» **Assigned task**
Please print the records below exactly as they are.

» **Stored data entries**
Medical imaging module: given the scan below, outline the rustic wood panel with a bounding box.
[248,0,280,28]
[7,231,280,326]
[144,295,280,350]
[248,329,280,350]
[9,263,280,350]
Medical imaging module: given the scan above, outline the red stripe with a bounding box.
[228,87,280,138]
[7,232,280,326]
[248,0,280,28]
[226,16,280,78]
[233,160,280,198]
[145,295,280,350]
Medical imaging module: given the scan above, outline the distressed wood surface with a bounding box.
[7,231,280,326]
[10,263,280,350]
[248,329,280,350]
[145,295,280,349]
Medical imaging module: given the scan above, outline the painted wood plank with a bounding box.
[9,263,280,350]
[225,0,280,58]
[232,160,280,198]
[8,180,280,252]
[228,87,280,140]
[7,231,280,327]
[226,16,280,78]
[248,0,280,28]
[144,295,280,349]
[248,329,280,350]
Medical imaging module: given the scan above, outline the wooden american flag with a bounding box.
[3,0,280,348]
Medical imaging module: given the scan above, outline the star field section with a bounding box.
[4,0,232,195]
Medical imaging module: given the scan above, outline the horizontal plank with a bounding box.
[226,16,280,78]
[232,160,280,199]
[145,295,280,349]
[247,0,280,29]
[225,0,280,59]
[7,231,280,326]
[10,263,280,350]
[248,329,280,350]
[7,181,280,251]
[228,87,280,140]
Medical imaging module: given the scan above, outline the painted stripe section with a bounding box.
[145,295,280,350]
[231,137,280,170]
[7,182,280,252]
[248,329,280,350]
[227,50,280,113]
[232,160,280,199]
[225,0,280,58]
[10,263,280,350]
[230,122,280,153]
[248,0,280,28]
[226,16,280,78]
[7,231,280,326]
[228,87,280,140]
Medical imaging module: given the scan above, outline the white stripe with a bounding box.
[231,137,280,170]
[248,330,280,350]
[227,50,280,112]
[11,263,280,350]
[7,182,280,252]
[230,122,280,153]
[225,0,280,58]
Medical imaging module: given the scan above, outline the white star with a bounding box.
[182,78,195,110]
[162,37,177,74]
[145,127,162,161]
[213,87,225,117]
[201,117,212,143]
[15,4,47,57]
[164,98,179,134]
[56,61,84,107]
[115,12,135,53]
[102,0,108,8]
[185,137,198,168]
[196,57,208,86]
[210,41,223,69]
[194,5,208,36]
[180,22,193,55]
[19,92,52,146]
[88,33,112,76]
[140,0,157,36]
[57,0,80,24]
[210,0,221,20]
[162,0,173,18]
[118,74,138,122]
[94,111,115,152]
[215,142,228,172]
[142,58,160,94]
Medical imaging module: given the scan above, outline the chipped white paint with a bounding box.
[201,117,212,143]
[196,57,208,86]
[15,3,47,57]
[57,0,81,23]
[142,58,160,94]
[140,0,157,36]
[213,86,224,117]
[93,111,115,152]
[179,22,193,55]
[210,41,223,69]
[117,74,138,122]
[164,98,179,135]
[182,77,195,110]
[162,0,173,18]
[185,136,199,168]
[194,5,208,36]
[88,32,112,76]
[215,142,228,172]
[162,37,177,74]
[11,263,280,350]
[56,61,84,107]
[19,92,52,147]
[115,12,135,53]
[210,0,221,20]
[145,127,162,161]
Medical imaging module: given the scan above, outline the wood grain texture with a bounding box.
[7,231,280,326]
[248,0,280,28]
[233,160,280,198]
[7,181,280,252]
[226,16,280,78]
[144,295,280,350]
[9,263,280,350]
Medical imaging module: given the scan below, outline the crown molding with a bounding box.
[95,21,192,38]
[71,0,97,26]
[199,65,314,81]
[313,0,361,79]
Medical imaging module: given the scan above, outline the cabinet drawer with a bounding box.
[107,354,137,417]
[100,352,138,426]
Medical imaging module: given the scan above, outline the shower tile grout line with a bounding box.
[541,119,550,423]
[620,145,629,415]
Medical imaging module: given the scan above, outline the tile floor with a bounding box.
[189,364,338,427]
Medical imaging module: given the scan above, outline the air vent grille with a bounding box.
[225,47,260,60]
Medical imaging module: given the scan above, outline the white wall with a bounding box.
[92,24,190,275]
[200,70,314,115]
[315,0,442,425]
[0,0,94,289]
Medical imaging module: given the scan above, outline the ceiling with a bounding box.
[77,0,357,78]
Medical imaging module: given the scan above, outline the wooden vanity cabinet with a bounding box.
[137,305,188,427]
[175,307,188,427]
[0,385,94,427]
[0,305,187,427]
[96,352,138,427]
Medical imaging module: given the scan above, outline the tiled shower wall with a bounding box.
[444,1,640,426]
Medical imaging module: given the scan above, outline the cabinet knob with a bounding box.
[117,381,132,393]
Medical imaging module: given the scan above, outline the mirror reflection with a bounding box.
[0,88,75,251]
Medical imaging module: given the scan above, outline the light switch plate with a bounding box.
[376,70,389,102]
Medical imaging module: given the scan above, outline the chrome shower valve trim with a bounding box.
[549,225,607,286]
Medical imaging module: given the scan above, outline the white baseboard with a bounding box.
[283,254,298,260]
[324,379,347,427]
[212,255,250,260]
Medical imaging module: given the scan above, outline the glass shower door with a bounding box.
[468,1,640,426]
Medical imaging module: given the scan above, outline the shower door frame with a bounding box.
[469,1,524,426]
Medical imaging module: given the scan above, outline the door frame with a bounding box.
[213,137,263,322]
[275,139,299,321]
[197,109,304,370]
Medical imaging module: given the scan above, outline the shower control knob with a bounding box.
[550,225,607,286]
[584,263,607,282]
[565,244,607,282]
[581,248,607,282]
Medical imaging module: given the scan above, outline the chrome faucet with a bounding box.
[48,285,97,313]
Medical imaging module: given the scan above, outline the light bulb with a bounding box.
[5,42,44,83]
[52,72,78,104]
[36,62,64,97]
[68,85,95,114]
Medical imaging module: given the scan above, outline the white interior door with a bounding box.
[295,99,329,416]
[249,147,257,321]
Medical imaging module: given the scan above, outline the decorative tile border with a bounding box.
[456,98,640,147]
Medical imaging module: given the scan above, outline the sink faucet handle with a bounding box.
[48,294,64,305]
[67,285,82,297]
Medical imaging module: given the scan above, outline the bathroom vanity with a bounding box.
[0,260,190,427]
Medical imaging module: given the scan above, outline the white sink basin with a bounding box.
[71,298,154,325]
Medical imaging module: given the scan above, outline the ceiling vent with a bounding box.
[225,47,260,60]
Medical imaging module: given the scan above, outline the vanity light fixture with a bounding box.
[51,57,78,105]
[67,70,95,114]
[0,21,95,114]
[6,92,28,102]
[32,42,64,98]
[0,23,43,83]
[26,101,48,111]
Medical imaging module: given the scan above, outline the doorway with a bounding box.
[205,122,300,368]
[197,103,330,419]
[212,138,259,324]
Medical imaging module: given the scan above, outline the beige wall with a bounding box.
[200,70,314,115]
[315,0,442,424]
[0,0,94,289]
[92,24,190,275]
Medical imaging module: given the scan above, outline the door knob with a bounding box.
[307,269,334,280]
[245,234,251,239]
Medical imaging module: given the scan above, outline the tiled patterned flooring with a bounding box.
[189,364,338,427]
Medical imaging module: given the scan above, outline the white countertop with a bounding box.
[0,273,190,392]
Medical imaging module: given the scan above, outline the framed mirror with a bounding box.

» **Result of the task**
Medical imaging module: given the scan below, outline the rustic wood panel with a bounding box.
[248,0,280,28]
[7,231,280,326]
[144,295,280,350]
[248,329,280,350]
[9,263,280,350]
Medical imaging module: given the scan above, outline the red stripe with a bounding box.
[228,87,280,138]
[7,232,280,326]
[248,0,280,28]
[226,16,280,78]
[233,160,280,198]
[145,295,280,350]
Medical imaging module: given the scan above, outline the distressed wood surface with a bounding box.
[7,231,280,326]
[10,263,280,350]
[248,329,280,350]
[145,295,280,349]
Medical imaging module: given the scan above, outline the painted wood plank with a bounding box.
[9,263,280,350]
[225,0,280,58]
[232,160,280,198]
[8,180,280,252]
[228,87,280,140]
[7,231,280,327]
[226,16,280,78]
[248,0,280,28]
[144,295,280,349]
[248,329,280,350]
Medical imaging module: given the scan above, outline the wooden american flag with a bounding box.
[3,0,280,348]
Medical imaging module: given the scan above, outline the star field section with a bounding box.
[4,0,232,195]
Medical imaging module: given the scan above, outline the horizontal plank with a bounding box.
[226,16,280,78]
[232,160,280,199]
[145,295,280,349]
[247,0,280,29]
[225,0,280,59]
[7,231,280,326]
[10,263,280,350]
[248,329,280,350]
[7,181,280,251]
[228,87,280,140]
Medical imaging module: given the scan above, outline the painted stripe section with a bounding box.
[145,295,280,350]
[231,137,280,170]
[7,182,280,252]
[248,329,280,350]
[227,50,280,113]
[232,160,280,199]
[225,0,280,58]
[10,263,280,350]
[230,122,280,153]
[248,0,280,28]
[226,16,280,78]
[7,231,280,326]
[228,87,280,140]
Medical imaging module: given the scan above, outline the white stripe with a bounding box.
[231,137,280,170]
[248,330,280,350]
[227,50,280,112]
[11,263,280,350]
[7,182,280,252]
[230,122,280,153]
[225,0,280,58]
Medical imaging module: given the scan above, outline the white star with a bounding box.
[182,78,195,110]
[162,37,177,74]
[145,127,162,161]
[213,87,225,117]
[201,117,212,143]
[15,4,47,57]
[164,98,179,134]
[56,61,84,107]
[115,12,135,53]
[102,0,108,8]
[185,137,198,168]
[196,57,208,86]
[210,41,223,69]
[194,5,208,36]
[180,22,193,55]
[19,92,52,146]
[88,33,112,76]
[140,0,157,36]
[57,0,80,24]
[210,0,221,20]
[162,0,173,18]
[118,74,138,122]
[94,111,115,152]
[215,142,228,172]
[142,58,160,94]
Medical imaging module: given the scan above, outline the chipped white paint with a bounding box.
[201,117,212,143]
[196,57,208,86]
[15,3,47,57]
[57,0,81,23]
[142,58,160,94]
[140,0,157,36]
[213,86,224,117]
[93,111,115,152]
[179,22,193,55]
[210,41,223,69]
[117,74,138,122]
[164,98,179,135]
[182,77,195,110]
[162,0,173,18]
[185,136,199,168]
[194,5,208,36]
[88,32,112,76]
[215,142,228,172]
[162,37,177,74]
[11,263,280,350]
[56,61,84,107]
[19,92,52,147]
[115,12,135,53]
[210,0,221,20]
[145,127,162,161]
Medical imaging module: given the scan above, outline the wood grain texture with a bounding box.
[7,231,280,326]
[248,0,280,28]
[233,160,280,198]
[7,181,280,252]
[226,16,280,78]
[144,295,280,350]
[9,263,280,350]
Medical imaging module: given the scan below, outline the crown molding with a bounding box.
[95,21,192,38]
[71,0,97,26]
[199,65,314,81]
[313,0,361,79]
Medical imaging module: given the scan above, outline the cabinet drawer with a bounding box.
[107,354,137,417]
[100,352,138,426]
Medical imaging module: given the scan above, outline the shower tile grout line with a bounding box.
[541,119,550,423]
[620,145,629,415]
Medical imaging module: given the scan above, outline the tile floor with a bounding box.
[189,364,338,427]
Medical imaging module: given the scan above, outline the air vent grille with a bounding box.
[225,47,260,60]
Medical imaging module: given the scan above, outline the white wall with a bounding box.
[92,24,190,275]
[200,70,314,115]
[315,0,442,425]
[0,0,94,289]
Medical imaging module: given the scan above, outline the ceiling with a bounding box.
[77,0,357,78]
Medical imaging module: given the scan above, outline the wooden vanity cabinet with a bounding box.
[137,305,188,427]
[175,307,188,427]
[0,385,94,427]
[0,305,187,427]
[96,352,138,427]
Medical imaging module: given the scan above, outline the tiled shower wall with a bounding box.
[444,1,640,426]
Medical imaging module: given the scan above, outline the cabinet knob with a bounding box.
[117,381,132,393]
Medical imaging module: given the scan above, outline the mirror reflection with a bounding box.
[0,88,75,251]
Medical imaging module: given the scan above, outline the light switch plate with a bounding box.
[376,70,389,102]
Medical imaging module: given the scan above, outline the chrome shower valve trim with a bounding box.
[549,225,607,286]
Medical imaging module: given the scan above, outline the white baseboard with a bounding box.
[283,254,298,260]
[324,379,347,427]
[212,255,250,260]
Medical imaging module: given the scan above, outline the glass shower door with a bounding box.
[468,1,640,426]
Medical imaging module: given the scan above, outline the shower door frame with a bounding box.
[469,1,524,426]
Medical imaging module: given the scan above, outline the door frame with a bounding box.
[213,137,263,322]
[275,139,299,321]
[197,109,304,370]
Medical imaging module: given the scan above, outline the shower control knob with a bounding box.
[550,225,607,286]
[584,263,607,282]
[565,244,607,282]
[581,248,607,282]
Medical imaging module: given the scan above, outline the chrome faucet with a bounding box.
[48,285,97,313]
Medical imaging module: given the scan above, outline the light bulb with a bounding box.
[5,42,44,83]
[52,72,78,104]
[36,62,64,97]
[68,85,95,114]
Medical imaging module: given the scan above, outline the white interior door with a bounding box.
[295,99,329,416]
[249,147,257,321]
Medical imaging module: given the scan above, outline the decorative tile border with a bounding box.
[456,98,640,147]
Medical imaging module: given the scan above, outline the sink faucet handle with a bounding box.
[48,294,64,305]
[67,285,82,297]
Medical imaging module: given the scan above, outline the bathroom vanity with a bounding box.
[0,260,190,427]
Medical imaging module: given the scan above, outline the white sink basin with a bounding box.
[71,298,154,325]
Medical imaging module: given the scan above, outline the ceiling vent with a bounding box.
[225,47,260,60]
Medical imaging module: given the scan above, outline the vanity light fixture with a bounding box.
[51,57,78,105]
[67,70,95,114]
[0,21,95,114]
[6,92,28,102]
[32,42,64,98]
[0,23,43,83]
[26,101,48,111]
Medical imaging module: given the scan above, outline the doorway with a bounding box.
[205,122,300,368]
[197,103,330,419]
[212,138,259,324]
Medical imaging module: given the scan above, outline the beige wall with a bounding box.
[200,70,314,115]
[315,0,442,424]
[0,0,94,289]
[92,24,190,275]
Medical imaging module: given the scan above, outline the door knob with a bounding box.
[307,269,334,280]
[245,234,251,239]
Medical imaging module: given the scan above, outline the tiled patterned flooring with a bounding box.
[189,364,338,427]
Medical imaging module: given the scan above, outline the white countertop with a bounding box.
[0,273,190,392]
Medical imaging module: given the scan above, outline the framed mirror with a bounding box.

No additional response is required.